> _擷取文字_:

================

杜尚的“我熱愛生活勝過一切,我熱愛呼吸勝過一切……我最好的作品就是我的生活……”,幾句話就把過分追求“藝術為藝術”“藝術就是藝術自身”“藝術的本體價值”的方向引導到了藝術的出發點和歸宿。其實,他説的這些道理,在“普通人”看來,本來就是這樣,稀鬆平常毫不出彩,是一個不需討論的基本常識。為什麼這些話在藝術界就被尊為“大師”的棒喝?
只能説明,藝術界或者或文藝界太容易犯常識性的錯誤了。文藝界的從業者可能都認為文藝是超越于凡俗、文藝家是超凡脫俗的。陽春白雪是一定與下裏巴人不同的。其實,這裡可能更暗含著一種潛在的觀念:現實是庸俗雜亂的,要搞懂現實很難,要掌握現實規律並在現實中摸爬滾打很難,於是,找一條“高雅的”“精英的”“遠離而超越現實的”路,讓自己可以自以為是、自成體系、自圓其説。如果這樣,我個人認為其實是一種軟弱和不負責任的心理,以及一種以為“可以扯著自己的頭髮離地飛行”的思維。既然現實是複雜流變的,那麼現實是有難度的,但正因為有難度,高度才有可能建立。而且,皮之不存,毛將焉附?沒有現實、肉身的依託,哪來超越、如何超越?

================

> _你的任務_:
#1 上文中,杜尚說他最好的作品是什麼?
#2 請把上文從“只能説明,藝術界或者或文藝界”到“的依託,哪來超越、如何超越?”這一段改寫一遍,將其中的“陽春白雪”換成“高雅藝術”。

================

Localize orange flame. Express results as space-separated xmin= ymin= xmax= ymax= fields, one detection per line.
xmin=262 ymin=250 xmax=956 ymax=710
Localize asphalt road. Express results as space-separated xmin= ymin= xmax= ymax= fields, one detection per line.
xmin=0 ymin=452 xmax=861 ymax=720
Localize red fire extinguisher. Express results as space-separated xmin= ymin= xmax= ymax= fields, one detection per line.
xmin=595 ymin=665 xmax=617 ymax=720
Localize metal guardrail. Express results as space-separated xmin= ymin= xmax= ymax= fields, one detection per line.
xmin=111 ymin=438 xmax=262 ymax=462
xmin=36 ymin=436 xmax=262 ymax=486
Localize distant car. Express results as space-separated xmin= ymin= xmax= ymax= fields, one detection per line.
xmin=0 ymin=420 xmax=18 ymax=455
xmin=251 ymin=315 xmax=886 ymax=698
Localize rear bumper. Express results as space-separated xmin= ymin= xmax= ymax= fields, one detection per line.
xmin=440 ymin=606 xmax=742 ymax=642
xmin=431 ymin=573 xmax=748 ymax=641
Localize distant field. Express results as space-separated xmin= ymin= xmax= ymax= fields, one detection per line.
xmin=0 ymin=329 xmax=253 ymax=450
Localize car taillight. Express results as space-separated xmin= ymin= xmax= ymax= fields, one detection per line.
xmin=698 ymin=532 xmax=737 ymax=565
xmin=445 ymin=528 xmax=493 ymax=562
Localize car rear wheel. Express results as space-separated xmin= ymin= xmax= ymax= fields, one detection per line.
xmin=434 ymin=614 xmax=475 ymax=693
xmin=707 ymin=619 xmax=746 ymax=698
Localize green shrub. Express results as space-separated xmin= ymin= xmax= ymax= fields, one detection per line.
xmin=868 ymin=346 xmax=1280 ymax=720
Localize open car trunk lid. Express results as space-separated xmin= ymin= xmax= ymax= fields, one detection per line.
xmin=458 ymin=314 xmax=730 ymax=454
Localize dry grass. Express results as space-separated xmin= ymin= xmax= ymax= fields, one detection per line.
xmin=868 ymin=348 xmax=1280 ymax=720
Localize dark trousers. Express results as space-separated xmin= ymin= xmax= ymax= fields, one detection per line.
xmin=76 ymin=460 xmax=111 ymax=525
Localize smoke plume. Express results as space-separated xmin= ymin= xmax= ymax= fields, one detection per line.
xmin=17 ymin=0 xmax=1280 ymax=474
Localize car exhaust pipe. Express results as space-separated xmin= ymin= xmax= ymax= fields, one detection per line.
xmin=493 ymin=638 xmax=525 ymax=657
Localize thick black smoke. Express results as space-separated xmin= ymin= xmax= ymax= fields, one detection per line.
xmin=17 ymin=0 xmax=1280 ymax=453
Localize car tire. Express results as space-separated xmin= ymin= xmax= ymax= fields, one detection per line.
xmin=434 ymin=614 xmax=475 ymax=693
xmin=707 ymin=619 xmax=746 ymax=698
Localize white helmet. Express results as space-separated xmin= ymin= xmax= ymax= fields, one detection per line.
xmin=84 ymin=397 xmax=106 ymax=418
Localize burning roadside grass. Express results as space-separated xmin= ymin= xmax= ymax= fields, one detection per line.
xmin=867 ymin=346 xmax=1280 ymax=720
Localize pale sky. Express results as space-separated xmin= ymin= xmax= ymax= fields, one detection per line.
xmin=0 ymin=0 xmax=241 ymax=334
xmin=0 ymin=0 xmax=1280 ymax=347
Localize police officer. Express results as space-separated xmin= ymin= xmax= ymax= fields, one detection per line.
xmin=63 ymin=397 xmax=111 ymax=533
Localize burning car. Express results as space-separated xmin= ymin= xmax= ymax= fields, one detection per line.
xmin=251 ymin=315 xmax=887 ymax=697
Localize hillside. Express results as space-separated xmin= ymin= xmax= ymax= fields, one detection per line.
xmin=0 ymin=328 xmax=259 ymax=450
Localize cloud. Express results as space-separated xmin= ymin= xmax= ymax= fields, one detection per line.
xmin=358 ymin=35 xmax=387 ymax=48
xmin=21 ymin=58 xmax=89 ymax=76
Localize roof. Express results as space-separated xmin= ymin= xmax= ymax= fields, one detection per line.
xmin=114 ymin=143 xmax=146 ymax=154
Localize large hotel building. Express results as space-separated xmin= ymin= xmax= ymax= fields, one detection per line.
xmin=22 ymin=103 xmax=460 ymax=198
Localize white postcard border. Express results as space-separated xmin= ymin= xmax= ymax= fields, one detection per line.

================

> _練習答案_:
#1 他的生活。

#2
只能説明,藝術界或者或文藝界太容易犯常識性的錯誤了。文藝界的從業者可能都認為文藝是超越于凡俗、文藝家是超凡脫俗的。高雅藝術是一定與下裏巴人不同的。其實,這裡可能更暗含著一種潛在的觀念:現實是庸俗雜亂的,要搞懂現實很難,要掌握現實規律並在現實中摸爬滾打很難,於是,找一條“高雅的”“精英的”“遠離而超越現實的”路,讓自己可以自以為是、自成體系、自圓其説。如果這樣,我個人認為其實是一種軟弱和不負責任的心理,以及一種以為“可以扯著自己的頭髮離地飛行”的思維。既然現實是複雜流變的,那麼現實是有難度的,但正因為有難度,高度才有可能建立。而且,皮之不存,毛將焉附?沒有現實、肉身的依託,哪來超越、如何超越?